Your goal: A word-for-word retyping of the listing below is required, with the pictures dropped.

↓

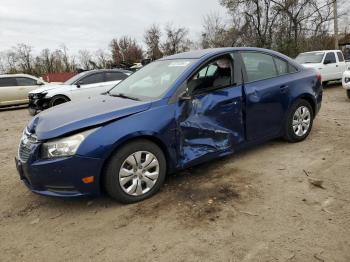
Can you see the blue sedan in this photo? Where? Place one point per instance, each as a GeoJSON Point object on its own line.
{"type": "Point", "coordinates": [174, 113]}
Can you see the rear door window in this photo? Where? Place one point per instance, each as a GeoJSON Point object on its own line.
{"type": "Point", "coordinates": [8, 81]}
{"type": "Point", "coordinates": [92, 79]}
{"type": "Point", "coordinates": [330, 57]}
{"type": "Point", "coordinates": [282, 66]}
{"type": "Point", "coordinates": [259, 66]}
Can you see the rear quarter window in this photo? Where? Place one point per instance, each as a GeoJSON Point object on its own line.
{"type": "Point", "coordinates": [259, 66]}
{"type": "Point", "coordinates": [340, 56]}
{"type": "Point", "coordinates": [115, 76]}
{"type": "Point", "coordinates": [8, 81]}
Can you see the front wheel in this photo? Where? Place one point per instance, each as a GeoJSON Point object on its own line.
{"type": "Point", "coordinates": [299, 121]}
{"type": "Point", "coordinates": [32, 111]}
{"type": "Point", "coordinates": [135, 172]}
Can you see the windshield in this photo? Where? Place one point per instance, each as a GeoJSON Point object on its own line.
{"type": "Point", "coordinates": [73, 79]}
{"type": "Point", "coordinates": [308, 58]}
{"type": "Point", "coordinates": [153, 80]}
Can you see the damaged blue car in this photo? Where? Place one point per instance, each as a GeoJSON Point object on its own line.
{"type": "Point", "coordinates": [174, 113]}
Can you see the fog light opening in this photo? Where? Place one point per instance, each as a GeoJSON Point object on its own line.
{"type": "Point", "coordinates": [88, 179]}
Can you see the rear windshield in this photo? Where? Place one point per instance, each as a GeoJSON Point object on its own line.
{"type": "Point", "coordinates": [309, 58]}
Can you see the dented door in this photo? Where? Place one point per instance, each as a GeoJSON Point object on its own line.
{"type": "Point", "coordinates": [209, 124]}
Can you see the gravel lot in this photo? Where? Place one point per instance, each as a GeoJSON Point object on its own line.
{"type": "Point", "coordinates": [257, 205]}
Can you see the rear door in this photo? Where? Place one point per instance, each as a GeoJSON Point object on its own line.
{"type": "Point", "coordinates": [210, 121]}
{"type": "Point", "coordinates": [267, 84]}
{"type": "Point", "coordinates": [341, 63]}
{"type": "Point", "coordinates": [331, 67]}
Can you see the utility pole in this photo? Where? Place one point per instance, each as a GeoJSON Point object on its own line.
{"type": "Point", "coordinates": [335, 11]}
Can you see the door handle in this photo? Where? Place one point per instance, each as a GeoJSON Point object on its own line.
{"type": "Point", "coordinates": [284, 88]}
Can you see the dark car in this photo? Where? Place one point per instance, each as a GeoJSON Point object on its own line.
{"type": "Point", "coordinates": [174, 113]}
{"type": "Point", "coordinates": [81, 86]}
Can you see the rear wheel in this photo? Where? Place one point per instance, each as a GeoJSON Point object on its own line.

↑

Answer:
Can you see the blue sedan in this photo? Where? Place one point per instance, each as a GeoJSON Point object on its own line.
{"type": "Point", "coordinates": [174, 113]}
Can you see the rear door window in this photo? Where? Place one point per instance, each as a GeoJSON Point object on its own line.
{"type": "Point", "coordinates": [8, 81]}
{"type": "Point", "coordinates": [92, 79]}
{"type": "Point", "coordinates": [330, 57]}
{"type": "Point", "coordinates": [282, 66]}
{"type": "Point", "coordinates": [259, 66]}
Can you see the rear quarter window in this photo? Where? Place one point per instance, each as a GeoJSON Point object on its own line.
{"type": "Point", "coordinates": [259, 66]}
{"type": "Point", "coordinates": [340, 56]}
{"type": "Point", "coordinates": [115, 76]}
{"type": "Point", "coordinates": [8, 81]}
Can you see the front wheel in this photo? Where? Place one point per instance, each as a GeoJSON Point object on its own line.
{"type": "Point", "coordinates": [299, 121]}
{"type": "Point", "coordinates": [32, 111]}
{"type": "Point", "coordinates": [135, 172]}
Can you see the windshield in this photo? Where? Place one point per instance, each as a GeoJSON Point object on its own line.
{"type": "Point", "coordinates": [73, 79]}
{"type": "Point", "coordinates": [308, 58]}
{"type": "Point", "coordinates": [153, 80]}
Can you see the damaged blue car in this photo? Where? Place one point per instance, each as a GeoJSON Point object on its own line.
{"type": "Point", "coordinates": [174, 113]}
Can you see the fog light opening in this photo? Where? Place one point per instance, each as a GeoJSON Point object on its own line.
{"type": "Point", "coordinates": [88, 179]}
Can you see the rear windshield in this photo? Where? Place one point per instance, each as a GeoJSON Point object on its own line.
{"type": "Point", "coordinates": [309, 58]}
Can you see the dented door in this photo? Where? Place one point per instance, each as a GeoJSON Point object on its own line.
{"type": "Point", "coordinates": [209, 124]}
Can you see the gravel lot in this photo? Where? Place one point per instance, each as a GeoJSON Point object on its own line.
{"type": "Point", "coordinates": [257, 205]}
Can you see the rear door in this photo? Where? Place one point per instance, each as a GeoJSON Point object on its own line.
{"type": "Point", "coordinates": [210, 121]}
{"type": "Point", "coordinates": [267, 84]}
{"type": "Point", "coordinates": [341, 63]}
{"type": "Point", "coordinates": [331, 67]}
Can you see the utility pole in this photo? Where? Place one point per instance, each as a GeoJSON Point object on its own line.
{"type": "Point", "coordinates": [335, 11]}
Can you see the door handle in this photo? Where? Place one point per instance, each as a GeoJSON Point object on its own line.
{"type": "Point", "coordinates": [284, 88]}
Can you see the dark car in this photo? Where? Place one point per instance, each as a GeoJSON Point object on its own line.
{"type": "Point", "coordinates": [174, 113]}
{"type": "Point", "coordinates": [81, 86]}
Can you see the rear wheel in this photo? Where? Place one point per instance, each as a GeoJSON Point object on its own line.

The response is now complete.